[[ DATA FOR THIS TASK open ]]

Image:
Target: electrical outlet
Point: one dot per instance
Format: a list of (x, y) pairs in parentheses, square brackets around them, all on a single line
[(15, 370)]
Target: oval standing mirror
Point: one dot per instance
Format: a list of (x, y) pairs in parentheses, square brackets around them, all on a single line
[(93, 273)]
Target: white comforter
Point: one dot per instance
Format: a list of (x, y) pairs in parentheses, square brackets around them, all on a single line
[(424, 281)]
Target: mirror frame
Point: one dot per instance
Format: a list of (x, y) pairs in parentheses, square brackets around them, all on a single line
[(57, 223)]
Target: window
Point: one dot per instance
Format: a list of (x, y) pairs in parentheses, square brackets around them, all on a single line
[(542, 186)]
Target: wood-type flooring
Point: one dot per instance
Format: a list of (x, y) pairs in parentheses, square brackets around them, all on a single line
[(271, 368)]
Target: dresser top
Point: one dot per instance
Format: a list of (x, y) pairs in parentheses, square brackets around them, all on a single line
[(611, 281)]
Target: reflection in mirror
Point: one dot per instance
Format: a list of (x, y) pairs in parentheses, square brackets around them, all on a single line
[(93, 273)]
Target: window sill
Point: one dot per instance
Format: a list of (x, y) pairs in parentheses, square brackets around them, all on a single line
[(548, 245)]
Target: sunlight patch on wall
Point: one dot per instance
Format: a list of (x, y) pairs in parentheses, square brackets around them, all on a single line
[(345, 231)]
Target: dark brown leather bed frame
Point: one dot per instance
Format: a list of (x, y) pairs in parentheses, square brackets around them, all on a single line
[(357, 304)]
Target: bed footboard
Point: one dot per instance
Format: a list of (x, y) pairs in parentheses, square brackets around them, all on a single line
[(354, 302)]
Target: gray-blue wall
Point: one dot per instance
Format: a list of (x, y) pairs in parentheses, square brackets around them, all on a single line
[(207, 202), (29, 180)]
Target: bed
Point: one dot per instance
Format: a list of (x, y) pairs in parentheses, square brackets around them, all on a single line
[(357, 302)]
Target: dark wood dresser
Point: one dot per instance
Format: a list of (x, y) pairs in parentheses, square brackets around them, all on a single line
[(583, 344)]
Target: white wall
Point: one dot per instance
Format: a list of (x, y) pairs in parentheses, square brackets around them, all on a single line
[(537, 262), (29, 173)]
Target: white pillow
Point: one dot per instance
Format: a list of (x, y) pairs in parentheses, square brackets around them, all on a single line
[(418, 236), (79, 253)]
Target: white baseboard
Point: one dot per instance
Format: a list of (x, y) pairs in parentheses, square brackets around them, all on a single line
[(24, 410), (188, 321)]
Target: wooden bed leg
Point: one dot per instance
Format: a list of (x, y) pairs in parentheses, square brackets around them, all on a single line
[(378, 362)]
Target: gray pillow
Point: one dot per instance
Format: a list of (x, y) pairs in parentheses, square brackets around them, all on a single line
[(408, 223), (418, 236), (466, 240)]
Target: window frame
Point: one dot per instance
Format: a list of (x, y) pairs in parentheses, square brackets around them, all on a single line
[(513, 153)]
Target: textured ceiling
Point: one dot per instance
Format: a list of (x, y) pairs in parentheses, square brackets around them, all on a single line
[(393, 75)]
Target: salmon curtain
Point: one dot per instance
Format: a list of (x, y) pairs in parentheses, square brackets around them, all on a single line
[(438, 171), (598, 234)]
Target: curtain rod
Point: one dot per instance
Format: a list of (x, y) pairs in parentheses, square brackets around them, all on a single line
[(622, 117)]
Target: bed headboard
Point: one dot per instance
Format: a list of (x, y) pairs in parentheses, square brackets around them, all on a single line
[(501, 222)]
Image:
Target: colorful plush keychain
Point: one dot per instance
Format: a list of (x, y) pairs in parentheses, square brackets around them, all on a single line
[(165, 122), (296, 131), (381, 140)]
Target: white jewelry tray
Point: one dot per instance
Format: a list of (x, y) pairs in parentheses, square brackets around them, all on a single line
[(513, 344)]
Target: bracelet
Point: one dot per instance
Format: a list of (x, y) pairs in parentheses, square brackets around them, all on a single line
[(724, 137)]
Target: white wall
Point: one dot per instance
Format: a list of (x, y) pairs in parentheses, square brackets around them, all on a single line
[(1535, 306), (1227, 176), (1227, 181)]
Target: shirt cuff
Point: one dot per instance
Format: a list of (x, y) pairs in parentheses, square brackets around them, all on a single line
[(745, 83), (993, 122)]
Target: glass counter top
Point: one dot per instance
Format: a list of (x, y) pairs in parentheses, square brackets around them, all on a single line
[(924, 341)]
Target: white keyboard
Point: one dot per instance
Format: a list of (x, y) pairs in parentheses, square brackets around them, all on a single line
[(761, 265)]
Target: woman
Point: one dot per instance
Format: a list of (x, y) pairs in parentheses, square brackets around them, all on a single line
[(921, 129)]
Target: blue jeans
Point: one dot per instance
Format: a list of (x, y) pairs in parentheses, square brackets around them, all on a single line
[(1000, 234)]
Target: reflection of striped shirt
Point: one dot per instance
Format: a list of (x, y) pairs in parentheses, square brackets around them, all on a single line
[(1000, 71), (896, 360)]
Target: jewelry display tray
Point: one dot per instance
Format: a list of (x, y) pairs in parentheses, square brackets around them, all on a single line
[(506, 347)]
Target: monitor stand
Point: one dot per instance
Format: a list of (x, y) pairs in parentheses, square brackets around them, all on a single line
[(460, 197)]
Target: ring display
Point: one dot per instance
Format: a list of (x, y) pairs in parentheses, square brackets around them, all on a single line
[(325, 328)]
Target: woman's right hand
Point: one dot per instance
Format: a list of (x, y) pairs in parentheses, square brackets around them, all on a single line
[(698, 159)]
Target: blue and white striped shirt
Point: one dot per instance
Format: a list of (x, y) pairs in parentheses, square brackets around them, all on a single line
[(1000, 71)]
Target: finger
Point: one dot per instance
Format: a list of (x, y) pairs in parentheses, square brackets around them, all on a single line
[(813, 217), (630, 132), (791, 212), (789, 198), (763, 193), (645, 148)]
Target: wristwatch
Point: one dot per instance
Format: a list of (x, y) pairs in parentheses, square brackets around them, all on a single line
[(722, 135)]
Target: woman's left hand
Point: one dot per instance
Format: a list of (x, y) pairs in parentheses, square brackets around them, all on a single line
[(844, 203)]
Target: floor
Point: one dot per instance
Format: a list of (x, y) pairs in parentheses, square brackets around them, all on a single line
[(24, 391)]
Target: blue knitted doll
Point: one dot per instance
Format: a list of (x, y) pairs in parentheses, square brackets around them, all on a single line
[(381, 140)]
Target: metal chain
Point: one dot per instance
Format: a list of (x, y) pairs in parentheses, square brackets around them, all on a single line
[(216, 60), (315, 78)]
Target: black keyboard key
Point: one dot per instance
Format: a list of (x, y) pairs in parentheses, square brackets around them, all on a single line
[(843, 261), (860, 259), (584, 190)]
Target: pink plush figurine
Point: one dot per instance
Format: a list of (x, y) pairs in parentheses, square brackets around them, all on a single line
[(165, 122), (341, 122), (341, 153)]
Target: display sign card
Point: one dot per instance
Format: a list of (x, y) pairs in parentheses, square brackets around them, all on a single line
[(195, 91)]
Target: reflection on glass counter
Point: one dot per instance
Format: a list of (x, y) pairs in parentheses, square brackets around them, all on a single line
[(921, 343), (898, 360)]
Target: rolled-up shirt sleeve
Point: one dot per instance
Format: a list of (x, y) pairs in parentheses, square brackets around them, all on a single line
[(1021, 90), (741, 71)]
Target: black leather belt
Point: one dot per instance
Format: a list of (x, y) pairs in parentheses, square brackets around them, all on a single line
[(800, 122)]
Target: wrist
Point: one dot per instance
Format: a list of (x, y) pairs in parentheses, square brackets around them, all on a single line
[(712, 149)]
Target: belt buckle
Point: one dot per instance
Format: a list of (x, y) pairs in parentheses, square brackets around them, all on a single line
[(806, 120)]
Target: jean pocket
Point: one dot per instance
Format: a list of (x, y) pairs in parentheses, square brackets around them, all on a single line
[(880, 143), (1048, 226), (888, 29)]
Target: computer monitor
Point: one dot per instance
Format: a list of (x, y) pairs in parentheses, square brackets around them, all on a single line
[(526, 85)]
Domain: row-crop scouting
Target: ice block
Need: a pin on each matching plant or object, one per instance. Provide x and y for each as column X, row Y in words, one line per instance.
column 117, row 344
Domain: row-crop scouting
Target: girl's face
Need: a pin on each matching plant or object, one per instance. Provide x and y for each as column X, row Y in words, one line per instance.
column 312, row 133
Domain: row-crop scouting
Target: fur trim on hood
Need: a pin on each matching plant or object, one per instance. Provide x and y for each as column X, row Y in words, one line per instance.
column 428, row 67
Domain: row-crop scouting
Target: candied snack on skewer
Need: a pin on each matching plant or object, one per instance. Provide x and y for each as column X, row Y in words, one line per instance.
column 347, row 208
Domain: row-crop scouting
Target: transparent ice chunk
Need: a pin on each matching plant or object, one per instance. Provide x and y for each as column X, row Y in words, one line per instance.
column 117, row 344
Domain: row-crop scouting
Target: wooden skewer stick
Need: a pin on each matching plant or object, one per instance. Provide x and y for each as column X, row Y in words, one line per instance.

[[ DATA FOR THIS TASK closed ]]

◆ **GOAL OF THE EXERCISE**
Among the lines of the records above, count those containing the word "jewelry", then give the number by itself.

◆ **EXERCISE ANSWER**
2